--- begin TEXT SEGMENT ---

Thread (29 messages) 29 messages, 11 authors, 2008-12-22

Re: 12x performance drop on md/linux+sw raid1 due to barriers [xfs]

From: Martin Steigerwald <hidden>
Date: 2008-12-16 09:39:07
Also in: linux-xfs

Am Montag 15 Dezember 2008 schrieb Dave Chinner:
On Sun, Dec 14, 2008 at 10:02:05PM +0000, Peter Grandi wrote:
quoted
[ ... ]
quoted
But - as far as I understood - the filesystem doesn't have to
wait for barriers to complete, but could continue issuing IO
requests happily. A barrier only means, any request prior to
that have to land before and any after it after it.

It doesn't mean that the barrier has to land immediately and
the filesystem has to wait for this. At least that always was
the whole point of barriers for me. If thats not the case I
misunderstood the purpose of barriers to the maximum extent
possible.
Unfortunately that seems the case.

The purpose of barriers is to guarantee that relevant data is
known to be on persistent storage (kind of hardware 'fsync').

In effect write barrier means "tell me when relevant data is on
persistent storage", or less precisely "flush/sync writes now
and tell me when it is done". Properties as to ordering are just
a side effect.
No, that is incorrect.

Barriers provide strong ordering semantics.  I/Os issued before the
barrier must be completed before the barrier I/O, and I/Os issued
after the barrier write must not be started before the barrier write
completes. The elevators are not allowed to re-оrder I/Os around
barriers.

This is all documented in Documentation/block/barrier.txt. Please
read it because most of what you are saying appears to be based on
incorrect assumptions about what barriers do.

--- end TEXT SEGMENT ---
--- begin ENTRIES SHOWN ---

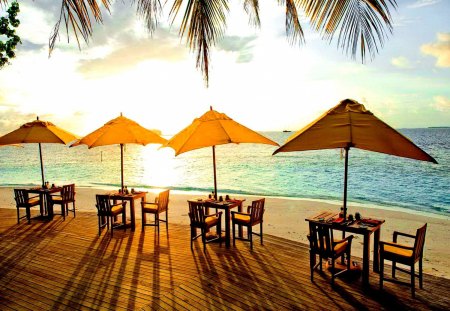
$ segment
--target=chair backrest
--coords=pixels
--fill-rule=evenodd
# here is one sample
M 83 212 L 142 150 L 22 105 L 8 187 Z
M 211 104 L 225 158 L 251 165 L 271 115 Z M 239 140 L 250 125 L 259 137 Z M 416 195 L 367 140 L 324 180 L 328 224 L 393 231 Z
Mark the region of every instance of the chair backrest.
M 322 257 L 331 257 L 333 229 L 330 225 L 310 222 L 308 239 L 311 250 Z
M 61 197 L 64 201 L 73 202 L 75 200 L 75 184 L 64 185 L 61 190 Z
M 111 213 L 111 199 L 107 194 L 97 194 L 95 196 L 97 204 L 95 205 L 99 215 L 107 216 Z
M 264 204 L 266 199 L 259 199 L 252 202 L 252 206 L 249 207 L 250 222 L 252 225 L 259 224 L 263 221 Z
M 416 240 L 414 241 L 414 260 L 420 259 L 422 257 L 426 233 L 427 233 L 427 224 L 417 229 Z
M 205 222 L 205 211 L 202 202 L 189 203 L 189 219 L 191 220 L 191 226 L 201 227 Z
M 28 204 L 28 190 L 27 189 L 14 189 L 14 199 L 17 206 L 24 206 Z
M 170 190 L 165 190 L 160 192 L 158 195 L 158 210 L 159 212 L 164 212 L 169 207 L 169 193 Z

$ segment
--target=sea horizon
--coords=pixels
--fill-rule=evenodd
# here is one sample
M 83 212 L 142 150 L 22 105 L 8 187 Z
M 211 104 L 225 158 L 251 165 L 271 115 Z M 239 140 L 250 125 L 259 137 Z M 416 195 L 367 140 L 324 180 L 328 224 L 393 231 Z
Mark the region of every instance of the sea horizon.
M 436 158 L 439 164 L 353 148 L 349 156 L 348 204 L 424 212 L 448 217 L 450 200 L 450 130 L 400 129 Z M 261 132 L 283 143 L 291 132 Z M 273 146 L 240 144 L 216 148 L 219 195 L 269 196 L 342 203 L 344 166 L 340 150 L 290 152 L 272 156 Z M 74 182 L 79 187 L 120 187 L 117 146 L 87 149 L 43 144 L 44 169 L 50 184 Z M 36 144 L 0 148 L 0 186 L 40 185 Z M 211 148 L 178 157 L 170 148 L 127 145 L 125 185 L 139 189 L 211 193 Z M 446 173 L 447 172 L 447 173 Z M 431 195 L 430 195 L 431 194 Z

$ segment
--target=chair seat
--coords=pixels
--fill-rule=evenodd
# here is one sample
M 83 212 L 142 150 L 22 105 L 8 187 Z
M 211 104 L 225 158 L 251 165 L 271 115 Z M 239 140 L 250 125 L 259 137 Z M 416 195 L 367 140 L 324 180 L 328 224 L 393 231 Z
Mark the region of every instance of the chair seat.
M 156 203 L 143 203 L 142 210 L 145 213 L 156 213 L 158 211 L 158 204 Z
M 54 195 L 54 196 L 52 196 L 52 201 L 53 201 L 53 202 L 56 202 L 56 203 L 62 202 L 62 196 L 60 196 L 60 195 Z
M 41 203 L 41 200 L 38 197 L 28 199 L 28 204 L 30 204 L 31 206 L 38 205 L 40 203 Z
M 318 241 L 318 244 L 319 244 L 319 248 L 320 248 L 320 241 Z M 336 244 L 333 247 L 334 253 L 336 255 L 342 254 L 347 249 L 347 246 L 348 246 L 348 241 L 344 241 L 344 242 Z M 327 250 L 327 245 L 326 244 L 324 245 L 324 249 L 325 249 L 325 251 Z
M 236 224 L 248 225 L 250 224 L 250 214 L 234 214 L 234 222 Z
M 208 228 L 215 226 L 218 222 L 219 222 L 219 217 L 217 217 L 217 216 L 209 216 L 209 217 L 205 218 L 205 223 Z
M 114 216 L 122 213 L 122 211 L 123 211 L 122 204 L 111 207 L 111 214 Z
M 401 244 L 398 244 L 398 245 L 401 245 Z M 402 245 L 402 246 L 404 246 L 404 245 Z M 401 257 L 405 257 L 405 258 L 411 258 L 413 255 L 412 250 L 404 249 L 401 247 L 396 247 L 394 245 L 385 245 L 384 252 L 385 252 L 385 257 L 388 257 L 389 255 L 396 255 L 396 256 L 401 256 Z

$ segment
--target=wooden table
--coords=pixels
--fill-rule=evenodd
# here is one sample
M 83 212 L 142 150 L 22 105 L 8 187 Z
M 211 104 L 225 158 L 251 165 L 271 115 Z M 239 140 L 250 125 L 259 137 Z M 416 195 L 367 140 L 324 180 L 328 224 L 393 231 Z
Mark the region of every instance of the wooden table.
M 29 193 L 39 194 L 39 199 L 41 200 L 40 212 L 41 217 L 48 218 L 49 220 L 53 219 L 53 205 L 51 203 L 50 195 L 52 193 L 61 192 L 62 187 L 51 187 L 51 188 L 30 188 L 28 189 Z
M 228 201 L 214 201 L 214 200 L 189 200 L 195 203 L 203 202 L 206 209 L 217 208 L 224 211 L 225 214 L 225 246 L 230 247 L 231 243 L 231 209 L 237 207 L 239 212 L 242 212 L 242 202 L 244 200 L 233 199 Z M 206 211 L 206 213 L 208 213 Z M 242 229 L 241 229 L 242 230 Z M 239 231 L 240 236 L 242 236 L 242 231 Z
M 130 194 L 122 194 L 119 192 L 110 192 L 108 193 L 110 198 L 116 203 L 118 200 L 120 201 L 128 201 L 130 202 L 130 227 L 131 231 L 134 231 L 136 229 L 136 215 L 135 215 L 135 207 L 134 207 L 134 201 L 137 199 L 141 199 L 142 202 L 145 201 L 147 197 L 147 192 L 134 192 Z
M 369 260 L 370 260 L 370 236 L 374 234 L 373 238 L 373 271 L 379 272 L 379 257 L 378 257 L 378 244 L 380 241 L 381 225 L 384 223 L 384 219 L 377 219 L 379 223 L 373 226 L 364 226 L 361 221 L 354 221 L 350 225 L 335 224 L 331 221 L 338 218 L 338 213 L 330 211 L 322 211 L 312 217 L 308 217 L 305 220 L 309 223 L 329 224 L 334 230 L 351 232 L 355 234 L 361 234 L 364 236 L 363 241 L 363 268 L 362 268 L 362 280 L 364 285 L 369 284 Z

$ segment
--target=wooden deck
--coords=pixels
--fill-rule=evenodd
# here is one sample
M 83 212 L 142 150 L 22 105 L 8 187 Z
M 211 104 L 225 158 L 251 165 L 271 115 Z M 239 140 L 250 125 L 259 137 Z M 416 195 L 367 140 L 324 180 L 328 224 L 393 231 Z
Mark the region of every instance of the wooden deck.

--- end ENTRIES SHOWN ---

WORK REQUIRED:
Can you reproduce the mailing-list message above about write barriers on software RAID1 word for word, from start to finish?

RESULT:
Thread (29 messages) 29 messages, 11 authors, 2008-12-22

Re: 12x performance drop on md/linux+sw raid1 due to barriers [xfs]

From: Martin Steigerwald <hidden>
Date: 2008-12-16 09:39:07
Also in: linux-xfs

Am Montag 15 Dezember 2008 schrieb Dave Chinner:
On Sun, Dec 14, 2008 at 10:02:05PM +0000, Peter Grandi wrote:
quoted
[ ... ]
quoted
But - as far as I understood - the filesystem doesn't have to
wait for barriers to complete, but could continue issuing IO
requests happily. A barrier only means, any request prior to
that have to land before and any after it after it.

It doesn't mean that the barrier has to land immediately and
the filesystem has to wait for this. At least that always was
the whole point of barriers for me. If thats not the case I
misunderstood the purpose of barriers to the maximum extent
possible.
Unfortunately that seems the case.

The purpose of barriers is to guarantee that relevant data is
known to be on persistent storage (kind of hardware 'fsync').

In effect write barrier means "tell me when relevant data is on
persistent storage", or less precisely "flush/sync writes now
and tell me when it is done". Properties as to ordering are just
a side effect.
No, that is incorrect.

Barriers provide strong ordering semantics.  I/Os issued before the
barrier must be completed before the barrier I/O, and I/Os issued
after the barrier write must not be started before the barrier write
completes. The elevators are not allowed to re-оrder I/Os around
barriers.

This is all documented in Documentation/block/barrier.txt. Please
read it because most of what you are saying appears to be based on
incorrect assumptions about what barriers do.